PROBLEM STATEMENT ▸ Each line of the data below should be restated exactly, with images left out.

DATA PROVIDED Block Start

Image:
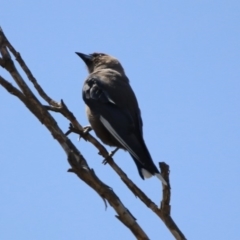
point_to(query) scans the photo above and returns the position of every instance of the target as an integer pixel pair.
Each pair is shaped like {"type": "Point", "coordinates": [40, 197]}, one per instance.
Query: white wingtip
{"type": "Point", "coordinates": [160, 177]}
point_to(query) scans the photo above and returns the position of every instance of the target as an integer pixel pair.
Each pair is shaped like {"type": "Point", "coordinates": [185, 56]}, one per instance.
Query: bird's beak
{"type": "Point", "coordinates": [86, 58]}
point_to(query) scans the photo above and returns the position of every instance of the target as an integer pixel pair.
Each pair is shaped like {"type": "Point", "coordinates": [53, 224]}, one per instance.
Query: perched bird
{"type": "Point", "coordinates": [113, 112]}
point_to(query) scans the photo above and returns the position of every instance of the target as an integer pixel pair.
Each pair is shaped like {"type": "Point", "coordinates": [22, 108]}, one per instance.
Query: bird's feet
{"type": "Point", "coordinates": [82, 133]}
{"type": "Point", "coordinates": [106, 160]}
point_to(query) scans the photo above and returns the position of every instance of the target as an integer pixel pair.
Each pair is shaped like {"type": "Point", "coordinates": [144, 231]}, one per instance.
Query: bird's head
{"type": "Point", "coordinates": [97, 61]}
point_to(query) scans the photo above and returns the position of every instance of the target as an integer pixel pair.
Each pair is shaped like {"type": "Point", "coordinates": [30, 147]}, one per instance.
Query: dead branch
{"type": "Point", "coordinates": [78, 163]}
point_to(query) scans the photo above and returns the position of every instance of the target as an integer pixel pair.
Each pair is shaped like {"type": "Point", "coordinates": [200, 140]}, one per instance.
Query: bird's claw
{"type": "Point", "coordinates": [106, 160]}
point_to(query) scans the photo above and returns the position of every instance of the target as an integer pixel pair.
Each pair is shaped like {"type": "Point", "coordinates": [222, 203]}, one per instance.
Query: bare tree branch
{"type": "Point", "coordinates": [78, 164]}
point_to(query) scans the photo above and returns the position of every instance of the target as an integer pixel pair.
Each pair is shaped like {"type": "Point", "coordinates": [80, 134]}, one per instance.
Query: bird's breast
{"type": "Point", "coordinates": [100, 130]}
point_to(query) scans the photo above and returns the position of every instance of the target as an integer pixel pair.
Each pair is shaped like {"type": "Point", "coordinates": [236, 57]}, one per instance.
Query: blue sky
{"type": "Point", "coordinates": [182, 59]}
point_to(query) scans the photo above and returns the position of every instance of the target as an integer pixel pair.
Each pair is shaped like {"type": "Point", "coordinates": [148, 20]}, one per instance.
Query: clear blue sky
{"type": "Point", "coordinates": [183, 61]}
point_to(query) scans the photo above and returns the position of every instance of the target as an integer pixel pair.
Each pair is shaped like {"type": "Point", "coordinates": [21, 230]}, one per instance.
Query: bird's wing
{"type": "Point", "coordinates": [118, 115]}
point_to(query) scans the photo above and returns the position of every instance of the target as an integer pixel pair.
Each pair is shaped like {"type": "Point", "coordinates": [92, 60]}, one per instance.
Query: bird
{"type": "Point", "coordinates": [113, 111]}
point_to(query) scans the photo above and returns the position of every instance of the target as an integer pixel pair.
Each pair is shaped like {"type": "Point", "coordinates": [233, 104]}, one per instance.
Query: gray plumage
{"type": "Point", "coordinates": [113, 112]}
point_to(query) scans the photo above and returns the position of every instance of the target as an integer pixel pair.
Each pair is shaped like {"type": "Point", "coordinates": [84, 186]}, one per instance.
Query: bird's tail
{"type": "Point", "coordinates": [144, 173]}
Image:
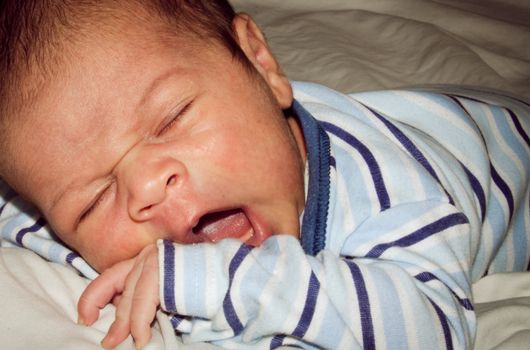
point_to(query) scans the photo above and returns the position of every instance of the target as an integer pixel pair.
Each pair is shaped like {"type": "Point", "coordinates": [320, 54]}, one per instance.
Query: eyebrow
{"type": "Point", "coordinates": [151, 88]}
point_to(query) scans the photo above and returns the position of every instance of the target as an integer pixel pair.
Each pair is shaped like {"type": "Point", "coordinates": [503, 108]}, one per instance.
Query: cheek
{"type": "Point", "coordinates": [110, 241]}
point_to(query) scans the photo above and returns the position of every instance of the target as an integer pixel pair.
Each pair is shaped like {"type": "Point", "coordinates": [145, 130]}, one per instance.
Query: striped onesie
{"type": "Point", "coordinates": [411, 197]}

DATA PROVIDED Block End

YOUR SOLUTION ▸
Image:
point_to(query) scans the photo above and returns the position of every instance of the target as an integer pixel pair.
Each pair is shaped like {"type": "Point", "coordinates": [40, 197]}, one per instance.
Query: white wingtip
{"type": "Point", "coordinates": [160, 177]}
point_to(query) scans the photo above and returns the position of every instance of the target as an integer pixel pair.
Each pair is shaped like {"type": "Point", "coordinates": [185, 56]}, one per instance.
Query: bird's beak
{"type": "Point", "coordinates": [86, 58]}
point_to(query) scans the photo above and returns the position of every instance of the target as an integer pixel pair.
Each pair is shaped like {"type": "Point", "coordinates": [53, 224]}, one per instance.
Query: perched bird
{"type": "Point", "coordinates": [113, 112]}
point_to(query) scans the photo above and returns the position of every instance of the target as an integer pixel pair.
Each pair is shaped like {"type": "Point", "coordinates": [22, 108]}, one per instance.
Query: bird's feet
{"type": "Point", "coordinates": [82, 133]}
{"type": "Point", "coordinates": [106, 160]}
point_to(query) scans the photo above and returns the position of every instance of the target as an integer pixel pair.
Each pair is shaped like {"type": "Point", "coordinates": [144, 231]}, one per instance.
Query: bird's head
{"type": "Point", "coordinates": [97, 61]}
point_to(query) scans the photo above and returns the position of every instance of the target as an integer pixel pair.
Each pair is shaped like {"type": "Point", "coordinates": [30, 147]}, one per instance.
Query: dead branch
{"type": "Point", "coordinates": [78, 163]}
point_to(query) scans the photo above and returns the position of every instance of the target as an integer pixel pair.
Each pair is shaped like {"type": "Point", "coordinates": [200, 140]}, one per instance.
Query: bird's claw
{"type": "Point", "coordinates": [106, 160]}
point_to(query) scans the photo above and returns the position of every instance of the target as an integer pixel pair.
Each pair is shaped like {"type": "Point", "coordinates": [222, 203]}, one per instance.
Query: bare tree branch
{"type": "Point", "coordinates": [78, 164]}
point_to(query) scans the photo above and returns the position of every instance of the target as an integer pixel pair.
Each pair is shaped like {"type": "Point", "coordinates": [80, 134]}, one per instance.
Query: bird's breast
{"type": "Point", "coordinates": [100, 130]}
point_to(query) scans the photo above and returns the position of every instance of the target as an integer pixel pair.
Each pair is shaped like {"type": "Point", "coordinates": [236, 57]}, one per instance.
Query: blue sky
{"type": "Point", "coordinates": [182, 59]}
point_to(query) scans the photo above and returns the position of every instance of the target as an integer pixel pair.
Each pair is shaped like {"type": "Point", "coordinates": [148, 20]}, one per instance.
Query: clear blue sky
{"type": "Point", "coordinates": [183, 61]}
point_to(query) scans the photo above and returns the position of every instance of the target as an integer pixel pair.
Each pair is shaped like {"type": "Point", "coordinates": [21, 230]}, one per instance.
Query: bird's wing
{"type": "Point", "coordinates": [118, 115]}
point_to(query) scans the photo above and returns the position of every instance of the target as an integer pixel pair.
Each pair is shaped like {"type": "Point", "coordinates": [92, 60]}, one per instance.
Query: bird
{"type": "Point", "coordinates": [113, 111]}
point_to(query) scans the photo above and returns the position of every instance of the target as an integer pixel pair.
Each pair is shaped like {"type": "Point", "coordinates": [233, 104]}, one per instance.
Query: gray plumage
{"type": "Point", "coordinates": [113, 112]}
point_to(query) scans the photo above and returns the position of every instance of the target as an integer pixel pair.
Each pair is shaped like {"type": "Point", "coordinates": [84, 186]}, one per instance.
Query: bird's tail
{"type": "Point", "coordinates": [144, 173]}
Image:
point_to(query) scans the photo above and returns the position of every instance of the target as an integer pixel pair.
Each pair is shaped like {"type": "Point", "coordinates": [320, 54]}, one per instance.
Query: eyebrow
{"type": "Point", "coordinates": [151, 88]}
point_to(query) scans the photo above and returns the position of every instance of the target as an integer pixel pair.
Each pair is shaped like {"type": "Point", "coordinates": [503, 108]}, one per instance.
Query: cheek
{"type": "Point", "coordinates": [110, 241]}
point_to(query) scans the photo above and returns the position of every instance of the target as an integer pixel pair.
Each pair is shaped like {"type": "Point", "coordinates": [145, 130]}, one per instance.
Query: striped onesie
{"type": "Point", "coordinates": [411, 197]}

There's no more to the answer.